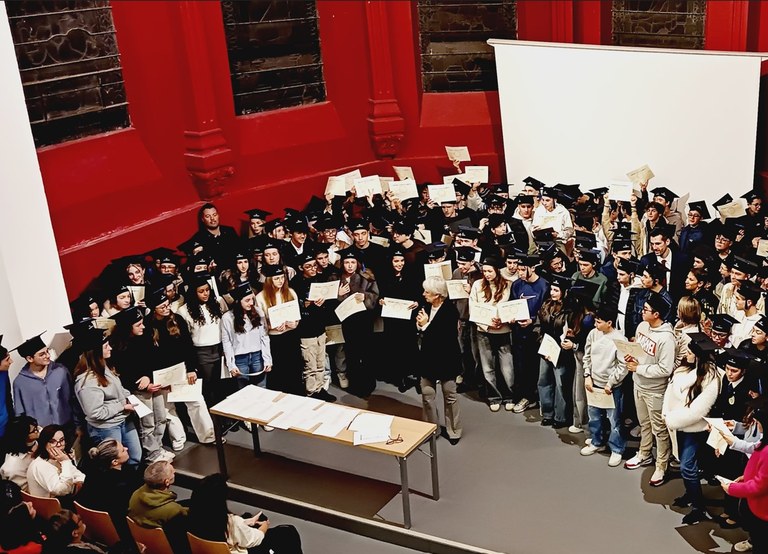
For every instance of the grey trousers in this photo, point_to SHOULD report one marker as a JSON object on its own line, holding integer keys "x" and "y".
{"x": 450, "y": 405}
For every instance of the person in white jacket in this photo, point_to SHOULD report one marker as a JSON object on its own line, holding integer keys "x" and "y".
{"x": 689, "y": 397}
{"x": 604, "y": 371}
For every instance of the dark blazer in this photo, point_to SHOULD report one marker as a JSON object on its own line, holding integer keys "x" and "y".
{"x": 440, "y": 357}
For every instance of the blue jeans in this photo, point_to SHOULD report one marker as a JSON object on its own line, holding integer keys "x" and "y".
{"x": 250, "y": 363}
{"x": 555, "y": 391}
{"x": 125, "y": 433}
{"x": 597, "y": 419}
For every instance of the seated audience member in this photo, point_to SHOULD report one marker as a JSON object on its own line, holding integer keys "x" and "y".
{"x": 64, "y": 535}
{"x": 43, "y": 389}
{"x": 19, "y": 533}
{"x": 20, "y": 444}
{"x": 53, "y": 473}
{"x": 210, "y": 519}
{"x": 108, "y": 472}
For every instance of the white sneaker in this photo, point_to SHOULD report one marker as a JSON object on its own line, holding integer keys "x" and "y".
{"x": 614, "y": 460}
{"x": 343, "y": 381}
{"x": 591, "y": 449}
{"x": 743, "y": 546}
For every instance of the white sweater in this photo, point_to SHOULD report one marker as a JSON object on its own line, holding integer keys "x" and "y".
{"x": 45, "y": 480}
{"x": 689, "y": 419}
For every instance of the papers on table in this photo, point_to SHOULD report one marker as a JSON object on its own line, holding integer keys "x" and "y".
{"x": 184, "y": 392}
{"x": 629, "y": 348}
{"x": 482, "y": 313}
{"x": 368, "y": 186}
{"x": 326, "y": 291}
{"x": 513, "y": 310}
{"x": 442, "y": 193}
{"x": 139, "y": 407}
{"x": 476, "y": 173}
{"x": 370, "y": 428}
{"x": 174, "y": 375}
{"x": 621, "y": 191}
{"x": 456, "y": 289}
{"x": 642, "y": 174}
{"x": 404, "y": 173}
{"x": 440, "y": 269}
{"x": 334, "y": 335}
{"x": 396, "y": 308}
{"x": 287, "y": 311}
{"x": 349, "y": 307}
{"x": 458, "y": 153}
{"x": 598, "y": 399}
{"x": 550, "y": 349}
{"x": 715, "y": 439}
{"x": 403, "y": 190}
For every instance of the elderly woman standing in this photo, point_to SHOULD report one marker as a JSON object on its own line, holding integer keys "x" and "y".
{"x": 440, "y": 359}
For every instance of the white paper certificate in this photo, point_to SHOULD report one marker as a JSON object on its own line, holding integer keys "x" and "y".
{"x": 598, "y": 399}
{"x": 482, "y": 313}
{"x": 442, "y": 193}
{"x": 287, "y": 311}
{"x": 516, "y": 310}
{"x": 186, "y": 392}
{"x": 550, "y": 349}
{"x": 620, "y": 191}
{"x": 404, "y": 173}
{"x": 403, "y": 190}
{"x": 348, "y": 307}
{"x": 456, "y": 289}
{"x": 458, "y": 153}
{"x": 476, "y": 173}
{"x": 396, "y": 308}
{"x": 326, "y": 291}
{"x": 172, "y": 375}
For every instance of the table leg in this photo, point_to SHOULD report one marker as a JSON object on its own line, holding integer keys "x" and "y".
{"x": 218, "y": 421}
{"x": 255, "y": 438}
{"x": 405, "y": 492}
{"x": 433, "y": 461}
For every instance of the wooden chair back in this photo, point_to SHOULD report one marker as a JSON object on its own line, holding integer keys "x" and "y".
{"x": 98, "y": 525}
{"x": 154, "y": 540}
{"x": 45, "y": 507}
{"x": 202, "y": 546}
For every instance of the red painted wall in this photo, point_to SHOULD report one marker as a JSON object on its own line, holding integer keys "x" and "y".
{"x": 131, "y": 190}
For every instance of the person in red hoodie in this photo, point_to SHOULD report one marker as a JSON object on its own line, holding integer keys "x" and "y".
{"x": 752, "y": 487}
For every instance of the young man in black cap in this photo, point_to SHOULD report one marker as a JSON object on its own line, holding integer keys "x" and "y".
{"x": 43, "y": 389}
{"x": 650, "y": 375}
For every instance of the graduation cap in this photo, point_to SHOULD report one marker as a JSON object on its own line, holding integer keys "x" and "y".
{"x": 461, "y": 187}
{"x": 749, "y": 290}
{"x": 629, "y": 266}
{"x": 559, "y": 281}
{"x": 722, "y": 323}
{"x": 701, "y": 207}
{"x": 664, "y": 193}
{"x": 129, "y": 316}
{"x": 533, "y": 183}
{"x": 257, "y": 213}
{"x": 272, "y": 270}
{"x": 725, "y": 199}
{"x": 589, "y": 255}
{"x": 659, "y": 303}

WRITTEN INSTRUCTION: Edit all of the items above by replacing "SHOULD" with "MUST" and keeping every other part unchanged. Leave the pictures out of your answer.

FINAL ANSWER:
For every instance of the grey trousers in this photo, point_to MUST report one marker as a JSON object on its own line, holding integer keys "x" and "y".
{"x": 450, "y": 405}
For every instance of the person in white jacket in this photo, point_to MUST report one marker as a JSON object on its own line, holding integer keys "x" and "y".
{"x": 689, "y": 397}
{"x": 604, "y": 371}
For every instance of the dark blazer in this photo, point_to MUST report one marker as a JSON object on its own line, holding integer keys "x" and "y".
{"x": 440, "y": 357}
For every instance of the blue jeans in this photo, point_to MUST report one marker as a JSON object on its own line, holding integer keys "x" and "y".
{"x": 250, "y": 363}
{"x": 555, "y": 391}
{"x": 125, "y": 433}
{"x": 597, "y": 419}
For every instance of the seated audience member in this photo, point_to MUST report one marker as a JSON object on its own line, holding integer keys "x" and "y".
{"x": 64, "y": 535}
{"x": 43, "y": 389}
{"x": 19, "y": 533}
{"x": 20, "y": 444}
{"x": 53, "y": 473}
{"x": 210, "y": 519}
{"x": 108, "y": 472}
For every instance of the white sneaker in this photo, point_to MUST report one marker as a JSON object on its own line, holding integer keys "x" and "y".
{"x": 614, "y": 460}
{"x": 343, "y": 381}
{"x": 591, "y": 449}
{"x": 743, "y": 546}
For every instance of the white sweater in this photo, point_to MUST report one marker as a JSON object on its own line, holding integer keys "x" and "y".
{"x": 45, "y": 480}
{"x": 689, "y": 419}
For every instance of the papers on table in this photo, point_to MUST report one marker as a JSON object on its own line, holding integer keys "x" and "y".
{"x": 184, "y": 392}
{"x": 629, "y": 348}
{"x": 482, "y": 313}
{"x": 368, "y": 186}
{"x": 326, "y": 291}
{"x": 513, "y": 310}
{"x": 442, "y": 193}
{"x": 139, "y": 407}
{"x": 476, "y": 173}
{"x": 370, "y": 428}
{"x": 174, "y": 375}
{"x": 621, "y": 191}
{"x": 456, "y": 289}
{"x": 642, "y": 174}
{"x": 404, "y": 173}
{"x": 440, "y": 269}
{"x": 334, "y": 335}
{"x": 396, "y": 308}
{"x": 287, "y": 311}
{"x": 349, "y": 307}
{"x": 458, "y": 153}
{"x": 598, "y": 399}
{"x": 550, "y": 349}
{"x": 715, "y": 439}
{"x": 403, "y": 190}
For every instance of the elderly woman standing in this photo, point_to MUST report one marker as a JSON object on its own line, holding integer keys "x" and "y".
{"x": 440, "y": 359}
For every instance of the white paper certificate in this photo, point_to MUST report one marker as a JSON object on its own line, holding integer keys "x" and "y".
{"x": 598, "y": 399}
{"x": 482, "y": 313}
{"x": 442, "y": 193}
{"x": 287, "y": 311}
{"x": 516, "y": 310}
{"x": 186, "y": 392}
{"x": 550, "y": 349}
{"x": 620, "y": 191}
{"x": 404, "y": 173}
{"x": 403, "y": 190}
{"x": 348, "y": 307}
{"x": 456, "y": 289}
{"x": 458, "y": 153}
{"x": 476, "y": 173}
{"x": 396, "y": 308}
{"x": 326, "y": 291}
{"x": 172, "y": 375}
For every instance of the table leg in this photo, point_to MUST report one marker as a JSON object on its own line, holding integer keys "x" and "y".
{"x": 218, "y": 421}
{"x": 255, "y": 438}
{"x": 405, "y": 492}
{"x": 433, "y": 461}
For every instance of the wooden chair back in this photo, point_to MUST report one marker as a JSON object on its own line, holding integer keys "x" and "y".
{"x": 98, "y": 525}
{"x": 154, "y": 540}
{"x": 45, "y": 507}
{"x": 202, "y": 546}
For every instance of the red painted wall in this photo, point_to MUST report one marker as a JSON object on its own line, holding integer keys "x" and "y".
{"x": 131, "y": 190}
For every instance of the person in red hoodie in this photo, point_to MUST report one marker as a JSON object on its own line, holding integer keys "x" and "y".
{"x": 752, "y": 487}
For every instance of the young man in black cap in this photo, point_to MUST report one marker as a JSON object on its own line, holding integer keys "x" and "y".
{"x": 43, "y": 389}
{"x": 650, "y": 375}
For every instance of the graduation cap in this photo, point_to MUST report one marker as a JSON object on its own line, holding integer keys "x" and "y".
{"x": 461, "y": 187}
{"x": 749, "y": 290}
{"x": 629, "y": 266}
{"x": 559, "y": 281}
{"x": 722, "y": 323}
{"x": 701, "y": 207}
{"x": 664, "y": 193}
{"x": 129, "y": 316}
{"x": 533, "y": 183}
{"x": 257, "y": 213}
{"x": 272, "y": 270}
{"x": 725, "y": 199}
{"x": 589, "y": 255}
{"x": 659, "y": 303}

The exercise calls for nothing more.